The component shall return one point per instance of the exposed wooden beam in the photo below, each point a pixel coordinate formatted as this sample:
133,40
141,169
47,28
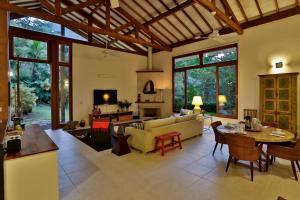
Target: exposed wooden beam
47,5
57,7
162,25
107,15
151,16
140,26
170,12
210,6
190,18
249,24
79,6
122,27
202,17
76,25
242,9
276,5
229,10
258,8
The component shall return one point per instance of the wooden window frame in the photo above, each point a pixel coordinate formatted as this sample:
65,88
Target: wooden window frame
53,42
202,65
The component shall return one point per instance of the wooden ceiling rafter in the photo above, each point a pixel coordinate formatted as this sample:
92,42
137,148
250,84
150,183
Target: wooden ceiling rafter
189,17
139,15
144,28
210,6
203,18
178,19
258,8
276,5
266,19
131,45
160,24
79,6
67,23
48,5
169,12
242,10
151,16
229,10
216,17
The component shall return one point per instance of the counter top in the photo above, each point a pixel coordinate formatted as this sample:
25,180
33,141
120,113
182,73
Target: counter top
34,141
3,124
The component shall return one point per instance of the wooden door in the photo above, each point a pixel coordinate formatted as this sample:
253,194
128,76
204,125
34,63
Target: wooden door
283,102
268,99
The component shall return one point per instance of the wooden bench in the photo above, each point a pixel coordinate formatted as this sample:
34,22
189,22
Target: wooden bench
165,137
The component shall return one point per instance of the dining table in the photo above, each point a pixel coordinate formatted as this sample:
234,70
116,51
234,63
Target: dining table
265,135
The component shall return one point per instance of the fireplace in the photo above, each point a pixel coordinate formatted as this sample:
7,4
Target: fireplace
151,112
150,109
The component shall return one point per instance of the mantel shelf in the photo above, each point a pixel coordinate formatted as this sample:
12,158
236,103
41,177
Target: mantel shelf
149,102
154,71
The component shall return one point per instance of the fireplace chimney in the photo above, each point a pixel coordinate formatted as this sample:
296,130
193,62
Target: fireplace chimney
150,64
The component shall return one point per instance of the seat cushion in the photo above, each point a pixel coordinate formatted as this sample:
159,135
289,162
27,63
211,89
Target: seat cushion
158,122
185,118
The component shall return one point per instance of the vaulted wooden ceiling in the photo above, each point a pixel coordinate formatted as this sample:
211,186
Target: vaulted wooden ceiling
161,24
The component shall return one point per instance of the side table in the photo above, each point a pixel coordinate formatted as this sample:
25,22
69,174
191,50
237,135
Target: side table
207,117
120,145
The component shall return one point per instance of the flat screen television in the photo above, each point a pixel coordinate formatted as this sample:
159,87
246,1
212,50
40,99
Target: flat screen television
105,97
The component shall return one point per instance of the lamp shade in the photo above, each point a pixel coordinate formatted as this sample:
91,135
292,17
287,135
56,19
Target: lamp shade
197,101
222,99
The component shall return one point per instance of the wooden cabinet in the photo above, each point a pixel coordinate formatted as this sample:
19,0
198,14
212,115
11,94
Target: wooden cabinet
112,116
278,100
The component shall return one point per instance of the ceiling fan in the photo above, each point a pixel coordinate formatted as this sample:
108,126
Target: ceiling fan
114,3
214,35
108,52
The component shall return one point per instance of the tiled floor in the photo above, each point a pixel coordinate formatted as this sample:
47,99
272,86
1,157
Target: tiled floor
190,173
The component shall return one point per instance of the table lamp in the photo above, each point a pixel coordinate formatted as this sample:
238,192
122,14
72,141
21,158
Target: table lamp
222,100
197,102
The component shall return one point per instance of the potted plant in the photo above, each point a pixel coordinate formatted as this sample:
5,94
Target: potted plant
127,104
121,104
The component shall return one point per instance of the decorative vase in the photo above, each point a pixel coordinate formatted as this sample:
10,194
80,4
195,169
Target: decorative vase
82,123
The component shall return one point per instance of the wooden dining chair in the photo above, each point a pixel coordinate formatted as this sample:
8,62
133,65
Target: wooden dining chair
219,137
291,153
250,112
243,148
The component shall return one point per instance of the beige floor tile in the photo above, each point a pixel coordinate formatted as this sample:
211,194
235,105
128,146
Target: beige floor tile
189,174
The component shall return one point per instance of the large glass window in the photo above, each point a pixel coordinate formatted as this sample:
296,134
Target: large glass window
214,79
39,25
179,88
202,82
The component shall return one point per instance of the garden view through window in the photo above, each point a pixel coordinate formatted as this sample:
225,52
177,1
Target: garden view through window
211,74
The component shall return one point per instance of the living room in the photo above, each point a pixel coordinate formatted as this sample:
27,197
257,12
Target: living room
262,36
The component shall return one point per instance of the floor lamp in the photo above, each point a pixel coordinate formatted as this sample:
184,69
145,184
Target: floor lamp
197,102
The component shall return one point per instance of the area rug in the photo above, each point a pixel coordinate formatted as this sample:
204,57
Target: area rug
87,140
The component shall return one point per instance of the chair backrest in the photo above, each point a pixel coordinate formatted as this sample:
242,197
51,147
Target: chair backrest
271,124
250,112
219,137
242,147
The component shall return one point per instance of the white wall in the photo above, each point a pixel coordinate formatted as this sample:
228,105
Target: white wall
258,48
92,70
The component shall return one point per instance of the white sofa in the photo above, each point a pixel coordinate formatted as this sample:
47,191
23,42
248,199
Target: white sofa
144,140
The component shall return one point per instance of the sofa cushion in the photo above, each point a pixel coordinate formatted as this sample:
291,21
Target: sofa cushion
138,125
185,112
185,118
159,122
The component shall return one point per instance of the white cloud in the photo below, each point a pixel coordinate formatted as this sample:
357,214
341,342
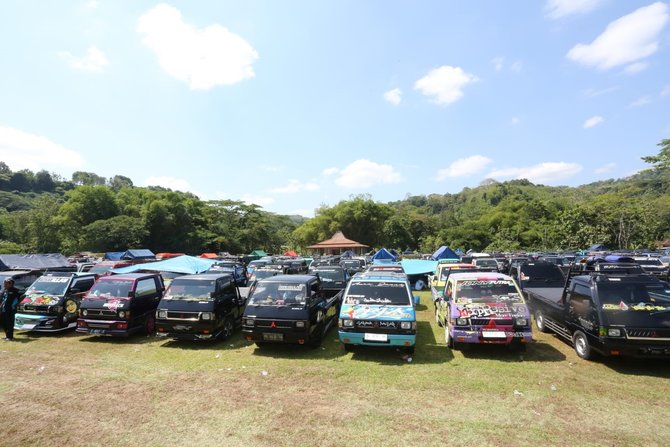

_YOUR GOAL_.
Provide only the number of lines within the material that contain the string "below".

_ANSWER BOX_.
2